Object position labeling entries:
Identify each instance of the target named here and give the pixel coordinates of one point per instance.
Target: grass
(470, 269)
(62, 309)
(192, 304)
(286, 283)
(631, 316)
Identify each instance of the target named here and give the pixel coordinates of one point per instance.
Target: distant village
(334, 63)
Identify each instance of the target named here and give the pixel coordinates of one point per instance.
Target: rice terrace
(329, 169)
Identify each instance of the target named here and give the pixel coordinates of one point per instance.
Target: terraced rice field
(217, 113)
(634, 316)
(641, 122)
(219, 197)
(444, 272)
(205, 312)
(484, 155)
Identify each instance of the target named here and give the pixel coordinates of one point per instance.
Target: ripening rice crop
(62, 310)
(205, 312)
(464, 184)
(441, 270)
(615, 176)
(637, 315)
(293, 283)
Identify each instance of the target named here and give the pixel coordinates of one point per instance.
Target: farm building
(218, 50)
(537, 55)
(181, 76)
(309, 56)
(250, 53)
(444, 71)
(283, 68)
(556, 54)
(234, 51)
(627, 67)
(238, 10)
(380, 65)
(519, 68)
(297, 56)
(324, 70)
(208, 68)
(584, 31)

## WHAT YOU SHOULD DO
Each record should come back exactly as written.

## WRITTEN RESPONSE
Identify each instance of the target named here and give the pixel coordinates of one point per instance.
Target: grass
(470, 269)
(62, 309)
(192, 304)
(286, 283)
(631, 316)
Identify each instance of the target named here and give the pixel coordinates of one point per instance.
Target: distant village
(334, 63)
Identify each instance of the target named here and give the pixel coordinates of one point per instance.
Target: rice terrace
(329, 169)
Identify each instance of the target named here and give the pixel coordinates of one point per instance.
Target: terraced rice field
(217, 113)
(634, 316)
(641, 122)
(219, 197)
(444, 272)
(205, 312)
(484, 155)
Identify each instance of the target named here and give the pixel coordinates of one point per instance.
Target: ripening rice crop
(62, 310)
(205, 312)
(464, 184)
(441, 270)
(615, 176)
(637, 315)
(293, 283)
Identify each instance of the target named here and give the pixel coordinates of one point per instance.
Target: farm building
(218, 50)
(537, 55)
(181, 76)
(309, 56)
(250, 53)
(444, 71)
(283, 68)
(556, 54)
(234, 51)
(627, 67)
(238, 10)
(380, 65)
(519, 68)
(297, 56)
(324, 70)
(208, 68)
(584, 31)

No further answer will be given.